Exercise: In the V BASE compilation notes, how many different sequences does V BASE currently contain?

Extract provided:
#####

V BASE was compiled using all available human germline V gene sequences (V, D or J) taken from the literature and from the EMBL/Genbank databases. Currently, 961 sequences from 145 different publications make up the V BASE database. Where sequences from different publications have identical coding regions there is a single V BASE entry. Thus, there are currently 638 different sequences in V BASE. For further details on the compilation of V BASE see below.

V BASE was compiled as follows:

1. Individual sequences were cut down to leave just the V, D or J exon (these include the nucleotides immediately 3' of the last codon in the V exon and immediately 5' of the first codon in the J exon where available, but exclude recombination signals and splice sites). We have also removed any primer sites.

2. There are several examples where the name of the sequence has been truncated (indicated by two dots) due to its length. For example, b9-12,33,35 has been shortened to b9..

3. Sometimes the name of the sequence has been altered if it contains characters prohibited in file names. For example, greek characters are replaced by the words psi, phi etc.

4. Once a germline match has been established, always refer to the original manuscript cited in the reference list for the correct syntax.

5. Where a single sequence has two different names, the least used name is given in round brackets. For example, VKRF(humkv325)

6. Where two sequences published by different groups have the same name, or if the same sequence has later been corrected, the name is suffixed by the first author of the manuscript in which it appears. For example, VH251 Shen and VH251 Sanz

7. In some cases the sequence described in the manuscript (m) is different from the one submitted to the EMBL data libraries (e). Both sequences have been included in V BASE. For example, b28m and b28e

8. Occasionally there is a conflict between the nucleotide and protein sequences, or between the same nucleotide sequence in different tables/figures. Wherever possible we have attempted to resolve these conflicts.

9. Where two or more exon sequences are identical on the nucleotide level there is a single entry in V BASE - the V BASE entry being named after the individual sequences separated by a slash. Where there are more than two identical sequences the name of the V BASE entry is truncated (indicated by three dots). In these cases, a list of all the identical sequences can be found in the reference list. For example, the four sequences V79, VIV-4b, VH4.19, VH4-MC4 have identical exon sequences so in the directory the V BASE entry is called V79/VIV-4b...

10. Where 'identical' sequences are of different lengths (due to the presence of partial sequences), the first named corresponds to the sequence provided. Occasionally, the partial sequence is 'identical' to two or more longer sequences (which differ outside the region covered by the shorter sequence). In these cases the partial sequence or sequences may appear more than once. For example, HC16-16/DP-82, VHGL3.5/DP-82 and VHGL3.7/DP-82

11. Where known, the subgroup or family of each VH, VK, VL and D sequence is provided.

12. Where known, the locus or loci to which each VH, VK, VL and D sequence corresponds is given (indicated by a + at the end of the V BASE entry). Where the same sequence corresponds to two or more different loci they are separated by a slash. For VH, 5-a, 4-b, 1-c, 3-d, 1-e, 1-f, 3-g and 3-h correspond to the eight VH loci (from JH-proximal to JH-distal) which have been sequenced but are not precisely located on the map (see maps). If the map location is outside the functional locus the chromosome on which it is located is given. In these cases the sequences do not have a + at the end of the V BASE entry.

#####

Saved entries:
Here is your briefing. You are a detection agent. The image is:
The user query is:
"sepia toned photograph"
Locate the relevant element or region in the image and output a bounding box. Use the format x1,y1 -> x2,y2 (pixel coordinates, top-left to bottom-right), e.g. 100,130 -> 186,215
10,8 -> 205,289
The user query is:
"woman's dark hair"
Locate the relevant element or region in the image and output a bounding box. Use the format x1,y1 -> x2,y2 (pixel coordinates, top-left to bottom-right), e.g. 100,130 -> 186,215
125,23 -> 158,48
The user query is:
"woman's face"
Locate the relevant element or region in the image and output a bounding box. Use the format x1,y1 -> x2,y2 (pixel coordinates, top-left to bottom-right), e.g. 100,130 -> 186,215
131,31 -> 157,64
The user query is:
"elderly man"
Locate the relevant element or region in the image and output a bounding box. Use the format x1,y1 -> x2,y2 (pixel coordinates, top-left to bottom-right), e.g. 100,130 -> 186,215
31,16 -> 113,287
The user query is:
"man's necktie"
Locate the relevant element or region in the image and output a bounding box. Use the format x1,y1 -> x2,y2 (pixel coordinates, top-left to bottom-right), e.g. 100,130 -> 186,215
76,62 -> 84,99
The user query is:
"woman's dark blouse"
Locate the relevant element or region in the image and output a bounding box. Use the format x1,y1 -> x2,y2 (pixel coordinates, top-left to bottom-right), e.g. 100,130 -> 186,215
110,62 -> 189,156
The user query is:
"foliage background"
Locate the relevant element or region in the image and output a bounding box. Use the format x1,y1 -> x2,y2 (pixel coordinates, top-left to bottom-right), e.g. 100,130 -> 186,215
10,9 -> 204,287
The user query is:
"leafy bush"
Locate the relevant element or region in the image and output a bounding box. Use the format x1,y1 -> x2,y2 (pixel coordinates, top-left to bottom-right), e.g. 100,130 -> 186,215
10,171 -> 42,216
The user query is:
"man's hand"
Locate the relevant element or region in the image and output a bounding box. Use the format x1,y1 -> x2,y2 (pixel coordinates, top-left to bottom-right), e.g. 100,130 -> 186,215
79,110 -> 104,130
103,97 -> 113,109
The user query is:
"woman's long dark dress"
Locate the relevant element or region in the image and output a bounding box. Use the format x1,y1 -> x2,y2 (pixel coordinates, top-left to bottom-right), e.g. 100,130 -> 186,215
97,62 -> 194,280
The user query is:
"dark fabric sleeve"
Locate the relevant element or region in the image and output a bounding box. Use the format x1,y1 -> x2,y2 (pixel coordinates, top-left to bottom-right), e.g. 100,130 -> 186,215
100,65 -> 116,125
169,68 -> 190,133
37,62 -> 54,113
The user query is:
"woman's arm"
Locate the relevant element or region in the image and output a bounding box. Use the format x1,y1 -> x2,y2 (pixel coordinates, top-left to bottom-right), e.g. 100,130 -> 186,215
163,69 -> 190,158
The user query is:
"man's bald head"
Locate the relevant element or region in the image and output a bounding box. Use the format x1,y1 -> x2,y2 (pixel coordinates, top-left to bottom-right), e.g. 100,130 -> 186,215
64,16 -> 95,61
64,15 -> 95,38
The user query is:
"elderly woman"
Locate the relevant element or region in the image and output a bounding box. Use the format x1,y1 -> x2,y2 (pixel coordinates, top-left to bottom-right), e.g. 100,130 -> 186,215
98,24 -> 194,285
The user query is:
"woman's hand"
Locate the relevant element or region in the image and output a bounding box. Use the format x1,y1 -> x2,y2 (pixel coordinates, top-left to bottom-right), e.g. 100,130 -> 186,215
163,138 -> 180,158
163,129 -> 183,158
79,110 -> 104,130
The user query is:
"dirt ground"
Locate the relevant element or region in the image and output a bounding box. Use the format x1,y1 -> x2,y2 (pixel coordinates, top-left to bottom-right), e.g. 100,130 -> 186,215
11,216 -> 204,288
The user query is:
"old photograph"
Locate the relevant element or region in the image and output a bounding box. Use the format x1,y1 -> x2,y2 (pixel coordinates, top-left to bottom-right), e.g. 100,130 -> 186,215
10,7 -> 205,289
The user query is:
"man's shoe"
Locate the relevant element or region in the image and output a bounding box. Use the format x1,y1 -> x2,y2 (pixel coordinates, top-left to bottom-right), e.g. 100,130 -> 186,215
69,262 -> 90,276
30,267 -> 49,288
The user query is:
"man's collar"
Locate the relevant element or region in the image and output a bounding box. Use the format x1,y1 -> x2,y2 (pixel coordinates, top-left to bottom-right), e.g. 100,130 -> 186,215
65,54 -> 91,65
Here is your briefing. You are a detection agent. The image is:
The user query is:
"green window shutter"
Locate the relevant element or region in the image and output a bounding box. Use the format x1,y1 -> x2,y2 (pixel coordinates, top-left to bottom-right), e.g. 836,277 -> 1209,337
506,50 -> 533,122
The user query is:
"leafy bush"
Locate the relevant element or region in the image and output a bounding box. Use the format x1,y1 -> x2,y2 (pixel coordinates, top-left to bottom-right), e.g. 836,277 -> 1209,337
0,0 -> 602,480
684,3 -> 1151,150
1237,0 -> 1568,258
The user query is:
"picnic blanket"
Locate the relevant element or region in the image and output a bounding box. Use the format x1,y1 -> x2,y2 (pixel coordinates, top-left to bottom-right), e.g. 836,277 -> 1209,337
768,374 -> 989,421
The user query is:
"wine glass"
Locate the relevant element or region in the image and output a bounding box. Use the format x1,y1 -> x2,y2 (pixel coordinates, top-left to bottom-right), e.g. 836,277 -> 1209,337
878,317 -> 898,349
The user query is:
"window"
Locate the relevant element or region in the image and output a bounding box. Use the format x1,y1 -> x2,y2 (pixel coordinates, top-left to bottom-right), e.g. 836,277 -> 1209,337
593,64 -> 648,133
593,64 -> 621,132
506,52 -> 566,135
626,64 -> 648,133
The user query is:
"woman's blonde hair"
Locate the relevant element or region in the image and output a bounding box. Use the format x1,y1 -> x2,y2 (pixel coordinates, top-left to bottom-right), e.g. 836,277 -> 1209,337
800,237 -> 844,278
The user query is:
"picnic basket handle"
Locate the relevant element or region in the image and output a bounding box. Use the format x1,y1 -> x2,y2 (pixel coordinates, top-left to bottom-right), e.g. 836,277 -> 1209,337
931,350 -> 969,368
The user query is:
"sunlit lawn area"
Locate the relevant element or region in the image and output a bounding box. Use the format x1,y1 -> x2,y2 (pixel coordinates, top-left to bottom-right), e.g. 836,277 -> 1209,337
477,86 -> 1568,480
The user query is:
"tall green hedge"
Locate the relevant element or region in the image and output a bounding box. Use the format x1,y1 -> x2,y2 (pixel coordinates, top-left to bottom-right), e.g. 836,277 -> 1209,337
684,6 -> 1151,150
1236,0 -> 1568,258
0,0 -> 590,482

#####

Result for this exercise: 638